▶ [The exercise]: Could you reproduce the text below on the 50-year mortgage word for word, in full?

With mortgage rates nearly double what they used to be, you might wonder if an alternative product like a “50-year mortgage” could improve affordability.
Yes, I said 50 years, that’s not a typo. A full 20 years longer than the typical 30-year loan term most of us are used to. It’s not just a pipedream.
Last week, a mortgage lender in the UK received a license to offer fixed-rate mortgages with loan terms as long as 50 years.
While there’s no sign of a 50-year mortgage stateside, could it be a strategy to lessen the blow of higher mortgage rates?
And also make it possible to buy a more expensive home than what your budget allows? Let’s find out.
What Is a 50-Year Mortgage?
First things first, let’s define this thing. A 50-year fixed mortgage is a home loan with a 50-year loan term and an interest rate that never changes.
This is essentially no different than a 30-year fixed mortgage, other than those extra two decades to pay the thing off.

▶ [Data segment]:
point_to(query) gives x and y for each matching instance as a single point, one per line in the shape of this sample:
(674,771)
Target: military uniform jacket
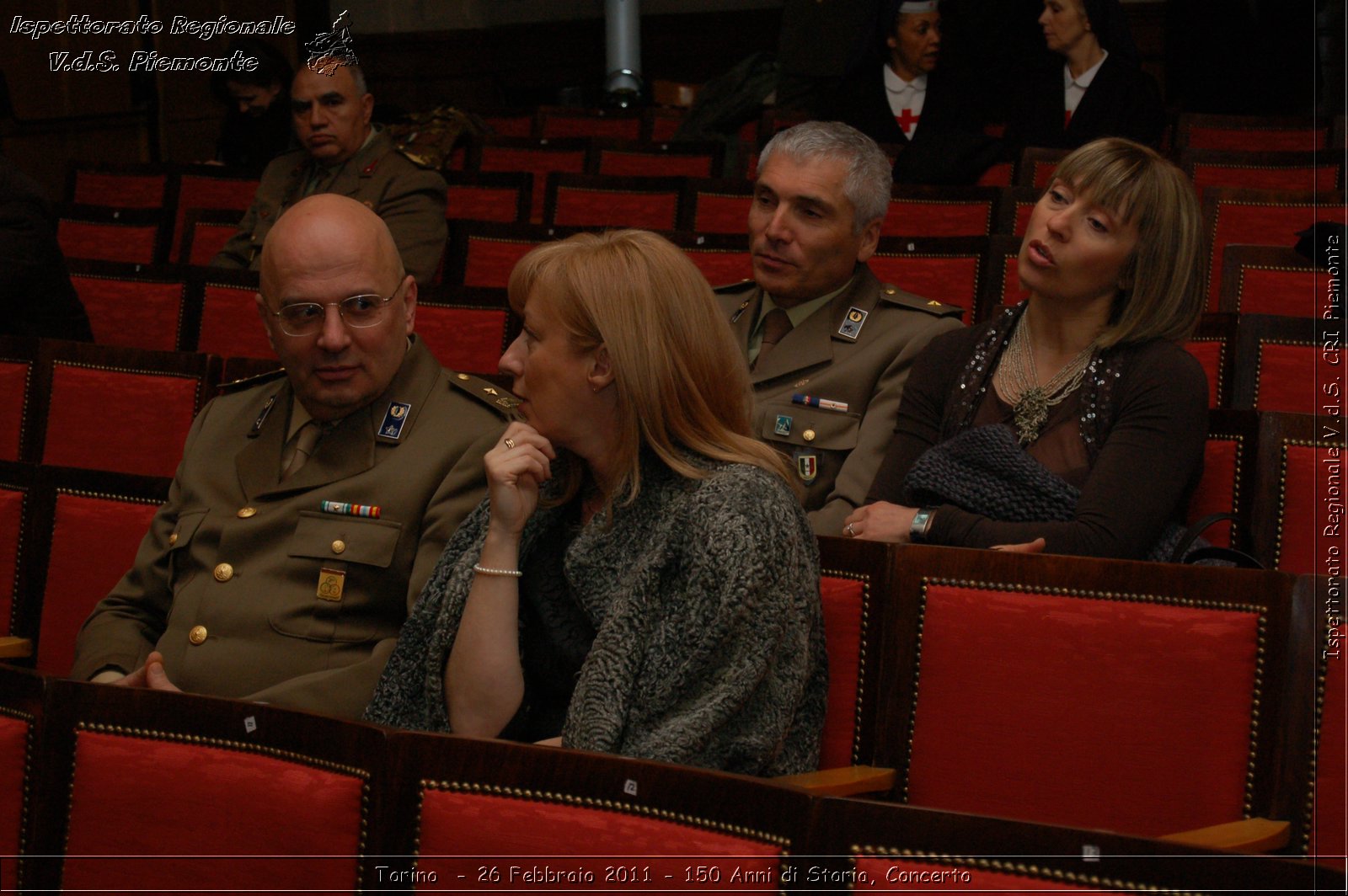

▶ [Result]:
With mortgage rates nearly double what they used to be, you might wonder if an alternative product like a “50-year mortgage” could improve affordability.
Yes, I said 50 years, that’s not a typo. A full 20 years longer than the typical 30-year loan term most of us are used to. It’s not just a pipedream.
Last week, a mortgage lender in the UK received a license to offer fixed-rate mortgages with loan terms as long as 50 years.
While there’s no sign of a 50-year mortgage stateside, could it be a strategy to lessen the blow of higher mortgage rates?
And also make it possible to buy a more expensive home than what your budget allows? Let’s find out.
What Is a 50-Year Mortgage?
First things first, let’s define this thing. A 50-year fixed mortgage is a home loan with a 50-year loan term and an interest rate that never changes.
This is essentially no different than a 30-year fixed mortgage, other than those extra two decades to pay the thing off.